### Dataset content:
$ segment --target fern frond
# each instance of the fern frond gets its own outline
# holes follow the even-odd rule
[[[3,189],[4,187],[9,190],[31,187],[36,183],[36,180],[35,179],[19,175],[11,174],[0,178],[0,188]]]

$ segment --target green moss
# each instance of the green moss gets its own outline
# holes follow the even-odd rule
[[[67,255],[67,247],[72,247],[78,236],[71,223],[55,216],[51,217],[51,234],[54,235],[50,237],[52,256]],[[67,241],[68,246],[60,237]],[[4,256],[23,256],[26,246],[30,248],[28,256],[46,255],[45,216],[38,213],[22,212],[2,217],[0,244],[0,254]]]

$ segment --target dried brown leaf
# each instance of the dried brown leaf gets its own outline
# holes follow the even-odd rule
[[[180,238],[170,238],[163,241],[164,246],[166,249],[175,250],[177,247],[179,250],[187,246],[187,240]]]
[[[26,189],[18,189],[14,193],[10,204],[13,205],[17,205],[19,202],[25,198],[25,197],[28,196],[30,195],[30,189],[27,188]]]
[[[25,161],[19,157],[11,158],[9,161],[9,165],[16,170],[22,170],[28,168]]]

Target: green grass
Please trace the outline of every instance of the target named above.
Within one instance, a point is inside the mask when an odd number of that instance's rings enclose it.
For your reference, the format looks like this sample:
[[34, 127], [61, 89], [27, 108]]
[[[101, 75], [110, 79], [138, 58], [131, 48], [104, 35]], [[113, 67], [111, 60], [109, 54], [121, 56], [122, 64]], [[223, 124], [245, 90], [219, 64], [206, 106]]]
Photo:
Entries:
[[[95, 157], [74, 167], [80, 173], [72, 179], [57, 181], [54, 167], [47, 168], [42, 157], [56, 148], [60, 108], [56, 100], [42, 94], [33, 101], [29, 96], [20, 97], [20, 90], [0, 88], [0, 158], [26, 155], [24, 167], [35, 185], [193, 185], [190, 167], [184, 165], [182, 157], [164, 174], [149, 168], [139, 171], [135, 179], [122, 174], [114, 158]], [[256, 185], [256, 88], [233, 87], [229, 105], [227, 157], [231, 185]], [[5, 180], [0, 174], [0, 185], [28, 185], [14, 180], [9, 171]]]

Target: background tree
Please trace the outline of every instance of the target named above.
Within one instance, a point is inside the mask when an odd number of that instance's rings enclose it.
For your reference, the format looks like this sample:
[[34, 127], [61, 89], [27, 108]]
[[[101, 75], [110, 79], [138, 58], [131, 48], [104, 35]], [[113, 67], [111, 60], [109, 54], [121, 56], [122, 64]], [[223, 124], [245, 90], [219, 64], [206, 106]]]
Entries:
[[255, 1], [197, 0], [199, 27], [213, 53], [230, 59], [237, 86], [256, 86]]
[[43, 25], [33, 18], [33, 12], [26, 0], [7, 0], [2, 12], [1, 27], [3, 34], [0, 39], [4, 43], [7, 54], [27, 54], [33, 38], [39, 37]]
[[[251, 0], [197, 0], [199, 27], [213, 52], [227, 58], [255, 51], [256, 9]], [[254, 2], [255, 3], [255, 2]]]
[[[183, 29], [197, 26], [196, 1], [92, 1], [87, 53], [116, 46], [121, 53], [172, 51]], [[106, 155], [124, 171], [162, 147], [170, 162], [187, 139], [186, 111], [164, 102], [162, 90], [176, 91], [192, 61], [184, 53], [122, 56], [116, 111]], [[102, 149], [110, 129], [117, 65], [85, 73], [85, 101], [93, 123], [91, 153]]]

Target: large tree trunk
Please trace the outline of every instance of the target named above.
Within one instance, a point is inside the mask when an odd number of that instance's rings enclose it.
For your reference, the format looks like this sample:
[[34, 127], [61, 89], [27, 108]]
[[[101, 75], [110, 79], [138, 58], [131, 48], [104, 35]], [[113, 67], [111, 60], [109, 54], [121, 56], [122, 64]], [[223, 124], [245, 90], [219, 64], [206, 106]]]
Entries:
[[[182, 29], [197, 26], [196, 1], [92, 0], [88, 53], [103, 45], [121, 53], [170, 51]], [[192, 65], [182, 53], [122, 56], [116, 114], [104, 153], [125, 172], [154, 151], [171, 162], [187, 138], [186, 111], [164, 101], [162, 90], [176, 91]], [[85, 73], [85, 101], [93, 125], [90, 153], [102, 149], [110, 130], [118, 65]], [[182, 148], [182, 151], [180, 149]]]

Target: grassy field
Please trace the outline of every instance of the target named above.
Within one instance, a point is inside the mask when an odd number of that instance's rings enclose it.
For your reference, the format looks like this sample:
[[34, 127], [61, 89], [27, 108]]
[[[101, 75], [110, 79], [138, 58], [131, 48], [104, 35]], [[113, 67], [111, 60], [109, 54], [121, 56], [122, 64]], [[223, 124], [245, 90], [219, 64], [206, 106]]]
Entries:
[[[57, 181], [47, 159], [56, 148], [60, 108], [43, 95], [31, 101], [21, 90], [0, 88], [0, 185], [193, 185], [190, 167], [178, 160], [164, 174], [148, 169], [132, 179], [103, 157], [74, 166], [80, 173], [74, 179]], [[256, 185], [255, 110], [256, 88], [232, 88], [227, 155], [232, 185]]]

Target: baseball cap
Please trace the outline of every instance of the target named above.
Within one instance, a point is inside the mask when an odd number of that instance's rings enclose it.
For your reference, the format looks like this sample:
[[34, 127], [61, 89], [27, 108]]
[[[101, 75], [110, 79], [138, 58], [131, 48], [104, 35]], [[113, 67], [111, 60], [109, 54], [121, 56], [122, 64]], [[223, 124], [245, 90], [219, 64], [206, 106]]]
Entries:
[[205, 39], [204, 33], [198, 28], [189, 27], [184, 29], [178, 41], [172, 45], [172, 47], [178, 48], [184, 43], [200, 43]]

### What to produce:
Give the lines of the material between the line holding "Target: background tree" and the line holding "123], [91, 153]]]", inclusive, as a Markdown table with the columns Row and Line. Number each row and leave out blank lines.

### Solution for this task:
| Row | Line |
|---|---|
| 1 | Target: background tree |
| 2 | Please trace the outline of every instance of the target named above. |
| 3 | Within one instance, a point is inside the mask when an odd number of that instance's rings enclose it. |
| 4 | For your reference, the format looks like this sample: |
| 5 | [[34, 127], [61, 89], [27, 108]] |
| 6 | [[[101, 75], [110, 79], [138, 58], [131, 48], [104, 35]], [[113, 67], [111, 60], [109, 54], [121, 56], [122, 64]], [[223, 124], [245, 90], [219, 64], [206, 106]]] |
| 7 | Entries: |
| 8 | [[255, 1], [197, 0], [199, 27], [213, 53], [230, 59], [237, 86], [256, 86]] |
| 9 | [[43, 25], [33, 18], [33, 12], [26, 0], [7, 0], [2, 12], [1, 27], [3, 34], [0, 39], [4, 43], [7, 54], [27, 54], [33, 38], [39, 37]] |
| 10 | [[[251, 0], [197, 0], [199, 27], [213, 52], [227, 58], [255, 51], [256, 9]], [[254, 2], [255, 3], [255, 2]]] |
| 11 | [[[183, 29], [197, 26], [196, 1], [92, 1], [87, 53], [116, 46], [121, 53], [172, 51]], [[106, 155], [124, 171], [162, 147], [170, 162], [187, 139], [186, 111], [164, 102], [162, 90], [176, 91], [192, 61], [184, 53], [122, 56], [116, 111]], [[102, 149], [110, 129], [117, 65], [85, 73], [85, 101], [93, 123], [91, 153]]] |